> _ACTIVITY_
Please copy out the entries below exactly, beginning with the line that contains "This tool reads the photo above" and ending with the line that contains "Query: arched window", and include nothing outside that span.

> _DATASET CONTENT_
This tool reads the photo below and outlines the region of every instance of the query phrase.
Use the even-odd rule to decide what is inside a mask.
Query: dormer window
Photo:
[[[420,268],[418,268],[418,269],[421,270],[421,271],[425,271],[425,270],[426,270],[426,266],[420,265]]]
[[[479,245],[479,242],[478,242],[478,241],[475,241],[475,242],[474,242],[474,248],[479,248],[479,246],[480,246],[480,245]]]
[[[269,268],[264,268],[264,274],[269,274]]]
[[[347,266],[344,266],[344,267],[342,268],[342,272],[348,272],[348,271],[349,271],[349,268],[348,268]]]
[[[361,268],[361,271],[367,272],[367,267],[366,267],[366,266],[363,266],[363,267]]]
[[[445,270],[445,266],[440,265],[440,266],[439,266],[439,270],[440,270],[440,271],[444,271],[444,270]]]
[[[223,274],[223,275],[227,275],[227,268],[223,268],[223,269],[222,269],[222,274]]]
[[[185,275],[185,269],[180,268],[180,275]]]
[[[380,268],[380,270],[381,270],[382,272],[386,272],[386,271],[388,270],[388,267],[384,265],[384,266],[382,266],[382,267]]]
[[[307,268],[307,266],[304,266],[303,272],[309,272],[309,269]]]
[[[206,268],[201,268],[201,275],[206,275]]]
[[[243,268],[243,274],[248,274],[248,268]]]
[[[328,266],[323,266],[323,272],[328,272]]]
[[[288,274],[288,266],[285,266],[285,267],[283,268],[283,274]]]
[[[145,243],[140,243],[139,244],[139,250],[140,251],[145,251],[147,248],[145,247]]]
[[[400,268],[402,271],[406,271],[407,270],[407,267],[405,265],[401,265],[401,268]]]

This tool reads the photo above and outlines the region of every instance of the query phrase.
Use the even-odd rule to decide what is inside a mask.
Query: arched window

==

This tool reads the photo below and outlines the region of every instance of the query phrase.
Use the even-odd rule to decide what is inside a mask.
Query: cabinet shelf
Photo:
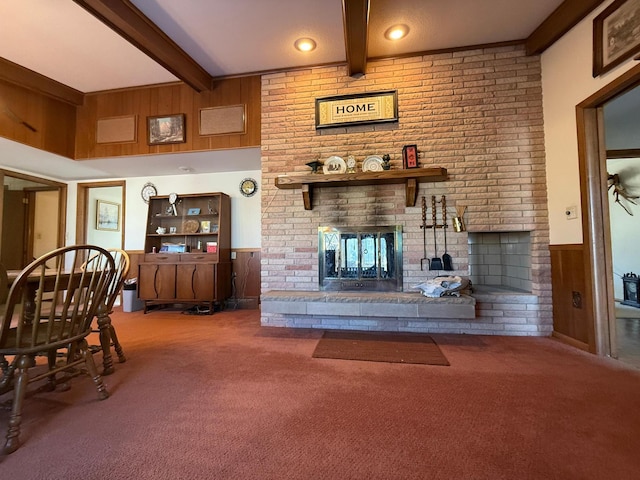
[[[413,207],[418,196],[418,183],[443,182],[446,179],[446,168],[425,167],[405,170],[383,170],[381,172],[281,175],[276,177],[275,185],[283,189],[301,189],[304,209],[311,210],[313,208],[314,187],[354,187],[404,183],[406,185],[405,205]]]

> _TASK ANSWER_
This tool reads the photo above and outlines the region of every instance of the query phrase.
Use the even-odd rule to decide what is inside a mask.
Query: arched window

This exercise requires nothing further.